FAÇA ISTO. Reescreva em lista, de forma mais breve, o parágrafo do excerto sobre biografias que começa por «Permitam-me aliás», conservando os dados essenciais.

Permitam-me aliás que lembre que saiu
há dias nos Estados Unidos – em 6 de Maio, mais precisamente – um livro de um,
grande biógrafo, Zachary Leader, que já assinou biografias de Saul Bellow ou
Kingsley Amis, e que agora publicou um livro chamado Ellman’s
Joyce. The biography of a masterpiece and its maker,
que é a biografia de um biógrafo e a biografia de uma biografia.
O biógrafo é Richard Ellmann, a
biografia é a que ele dedicou a James Joyce: e o livro divide-se em duas
partes, uma sobre a vida de Ellmann, a biografia do biógrafo, e outra é uma
«biografia da biografia», sobre o trabalho que Elllman teve para escrever a sua
extraordinária biografia de James Joyce, publicada em 1959.
Possivelmente, daqui a uns anos
teremos uma biografia de João Pedro George e uma biografia desta biografia, mas
o que interessa notar é que quando alguns países já estão neste nível, fazerem
biografias de biógrafos, por cá ainda discutimos se se deve separar a vida e a
obra…
É curioso notar que, numa
recensão saída a semana passada no TLS sobre este livro de Zachary Leader,
se mostra que os problemas e as técnicas com que Ellman lidou são exactamente
os mesmos de João Pedro George:
- uma atenção à vida e aos outros –
Ellman era um académico muito social e sociável, tal como João Pedro George, o
que lhe facilitou e muito o trabalho de entrevistas e o contacto com os
entrevistados;
- o fetichismo dos pormenores – um bom
biógrafo tem de atender muito aos pormenores, pois são estes que dão colorido a
uma narrativa biográfico. Por exemplo, neste livro, o processo de Herberto
Helder contra um ar condicionado de um Minipreço, cujo barulho o atormentava;
- a questão dos «dead spots», dos
tempos mortos – um exemplo que se dá naquela recensão é, por mais que
levantemos a vida de Joyce, há espaços em branco, tempos mortos, as horas e os
dias que esteve á espera do canalizador. A biografia de Ellmann foi criticada
por preencher alguns buracos com devaneios ficcionais ou quase. Aqui, João
Pedro George corrigiu esse ponto, mesmo em relação à sua biografia de Fernando
Pessoa. Ali, havia um ou outro devaneio, na descrição de uma cena num
americano, por exemplo. Aqui não há nada disso, há muito pouco disso, talvez
uma ou outra frase de ligação para iniciar um parágrafo ou um capítulo, mas não
mais do que isso. Porquê? Porque o autor percebeu que aqui não podia
entregar-se a essas fantasias e porque beneficiou muito do contacto de anos com
a viúva de Herberto Helder, Olga Lima, cujas descrições – veja-se a da morte de
Herberto – têm uma vivacidade e um colorido, uma proximidade que dispensa
devaneios ficcionais.

INFORMAÇÃO APRESENTADA.

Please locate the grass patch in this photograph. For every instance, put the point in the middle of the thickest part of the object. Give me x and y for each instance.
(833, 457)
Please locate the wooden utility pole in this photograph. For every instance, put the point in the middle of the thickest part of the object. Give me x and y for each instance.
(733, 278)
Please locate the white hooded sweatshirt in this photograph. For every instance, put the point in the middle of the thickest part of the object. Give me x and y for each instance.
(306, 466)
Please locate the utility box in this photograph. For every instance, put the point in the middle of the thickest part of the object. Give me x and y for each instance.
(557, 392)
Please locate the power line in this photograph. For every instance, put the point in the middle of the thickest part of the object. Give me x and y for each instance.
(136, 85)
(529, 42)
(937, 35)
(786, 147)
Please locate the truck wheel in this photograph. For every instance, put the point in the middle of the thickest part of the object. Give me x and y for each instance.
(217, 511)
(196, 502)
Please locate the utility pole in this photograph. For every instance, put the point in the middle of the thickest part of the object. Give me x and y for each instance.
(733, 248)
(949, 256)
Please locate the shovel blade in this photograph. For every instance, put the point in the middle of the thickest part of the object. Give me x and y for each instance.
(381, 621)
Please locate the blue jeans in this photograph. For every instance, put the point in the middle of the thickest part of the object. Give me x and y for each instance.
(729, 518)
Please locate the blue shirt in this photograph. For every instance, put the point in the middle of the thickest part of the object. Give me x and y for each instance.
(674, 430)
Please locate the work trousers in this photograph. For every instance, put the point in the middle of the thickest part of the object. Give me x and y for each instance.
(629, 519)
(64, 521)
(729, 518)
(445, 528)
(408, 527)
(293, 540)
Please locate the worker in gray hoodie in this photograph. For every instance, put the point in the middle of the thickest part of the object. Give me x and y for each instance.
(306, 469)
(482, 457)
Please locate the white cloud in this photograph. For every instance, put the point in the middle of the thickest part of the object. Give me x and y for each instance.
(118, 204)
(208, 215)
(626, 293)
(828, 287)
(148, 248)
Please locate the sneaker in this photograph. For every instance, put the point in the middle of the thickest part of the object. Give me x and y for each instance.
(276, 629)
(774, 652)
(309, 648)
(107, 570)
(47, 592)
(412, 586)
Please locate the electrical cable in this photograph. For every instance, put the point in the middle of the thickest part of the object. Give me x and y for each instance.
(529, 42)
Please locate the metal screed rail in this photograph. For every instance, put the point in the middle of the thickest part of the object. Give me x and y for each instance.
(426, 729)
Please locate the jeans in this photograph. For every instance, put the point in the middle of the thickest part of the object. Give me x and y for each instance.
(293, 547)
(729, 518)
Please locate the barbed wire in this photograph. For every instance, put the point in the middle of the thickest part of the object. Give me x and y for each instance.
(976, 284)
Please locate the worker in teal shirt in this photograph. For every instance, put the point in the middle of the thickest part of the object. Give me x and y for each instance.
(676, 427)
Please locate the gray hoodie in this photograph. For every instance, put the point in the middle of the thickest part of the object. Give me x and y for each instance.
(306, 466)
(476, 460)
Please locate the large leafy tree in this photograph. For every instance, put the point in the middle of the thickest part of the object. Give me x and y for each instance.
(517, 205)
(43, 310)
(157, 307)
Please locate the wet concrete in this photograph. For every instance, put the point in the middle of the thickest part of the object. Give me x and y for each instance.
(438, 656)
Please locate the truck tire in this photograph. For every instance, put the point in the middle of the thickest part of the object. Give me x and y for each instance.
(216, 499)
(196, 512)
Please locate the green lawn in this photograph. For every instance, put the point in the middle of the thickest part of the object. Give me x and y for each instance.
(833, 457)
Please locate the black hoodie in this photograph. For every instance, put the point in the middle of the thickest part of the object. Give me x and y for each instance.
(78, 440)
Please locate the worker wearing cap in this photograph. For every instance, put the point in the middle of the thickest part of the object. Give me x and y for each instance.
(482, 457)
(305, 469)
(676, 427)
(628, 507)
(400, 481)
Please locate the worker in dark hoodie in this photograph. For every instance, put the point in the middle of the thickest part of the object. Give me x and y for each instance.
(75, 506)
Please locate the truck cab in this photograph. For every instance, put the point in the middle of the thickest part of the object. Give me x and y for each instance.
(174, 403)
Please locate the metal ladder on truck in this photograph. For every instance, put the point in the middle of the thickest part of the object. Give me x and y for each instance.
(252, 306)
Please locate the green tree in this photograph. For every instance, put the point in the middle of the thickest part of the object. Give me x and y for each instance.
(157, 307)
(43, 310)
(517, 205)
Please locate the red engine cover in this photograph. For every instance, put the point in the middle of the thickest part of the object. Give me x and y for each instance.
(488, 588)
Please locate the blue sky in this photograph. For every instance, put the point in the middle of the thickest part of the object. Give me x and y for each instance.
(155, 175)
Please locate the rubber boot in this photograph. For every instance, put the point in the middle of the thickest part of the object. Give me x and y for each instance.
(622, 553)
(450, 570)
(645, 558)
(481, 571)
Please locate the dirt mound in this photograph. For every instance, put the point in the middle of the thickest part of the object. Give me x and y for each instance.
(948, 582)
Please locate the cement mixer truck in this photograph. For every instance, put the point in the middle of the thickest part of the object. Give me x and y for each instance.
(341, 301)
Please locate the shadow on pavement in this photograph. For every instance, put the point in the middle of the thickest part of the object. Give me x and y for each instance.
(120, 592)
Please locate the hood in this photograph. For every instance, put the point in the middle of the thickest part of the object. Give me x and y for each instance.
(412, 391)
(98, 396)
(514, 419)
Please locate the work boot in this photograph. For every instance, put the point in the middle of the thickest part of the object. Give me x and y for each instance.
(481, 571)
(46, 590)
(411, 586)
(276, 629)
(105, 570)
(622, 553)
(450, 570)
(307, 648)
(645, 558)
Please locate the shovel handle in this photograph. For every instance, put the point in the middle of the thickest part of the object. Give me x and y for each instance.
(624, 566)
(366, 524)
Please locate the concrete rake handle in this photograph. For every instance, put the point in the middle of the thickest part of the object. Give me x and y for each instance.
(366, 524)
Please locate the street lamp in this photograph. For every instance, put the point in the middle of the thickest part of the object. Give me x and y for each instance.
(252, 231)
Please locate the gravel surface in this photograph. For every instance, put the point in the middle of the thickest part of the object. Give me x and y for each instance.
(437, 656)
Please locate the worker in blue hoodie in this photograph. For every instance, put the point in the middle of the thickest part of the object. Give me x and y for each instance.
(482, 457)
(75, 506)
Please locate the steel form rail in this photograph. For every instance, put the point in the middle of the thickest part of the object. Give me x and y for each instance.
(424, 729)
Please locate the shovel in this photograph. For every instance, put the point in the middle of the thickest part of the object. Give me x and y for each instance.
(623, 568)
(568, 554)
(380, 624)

RESULTADO DO EXERCÍCIO.
- Zachary Leader publicou recentemente um livro nos Estados Unidos, a 6 de maio. É autor de biografias de Saul Bellow e Kingsley Amis.
- O livro é a biografia do biógrafo Richard Ellmann e também a biografia da biografia que este dedicou a James Joyce.
- Divide-se em duas partes:
  - a vida de Ellmann;
  - o trabalho de Ellmann para escrever a biografia de James Joyce, publicada em 1959.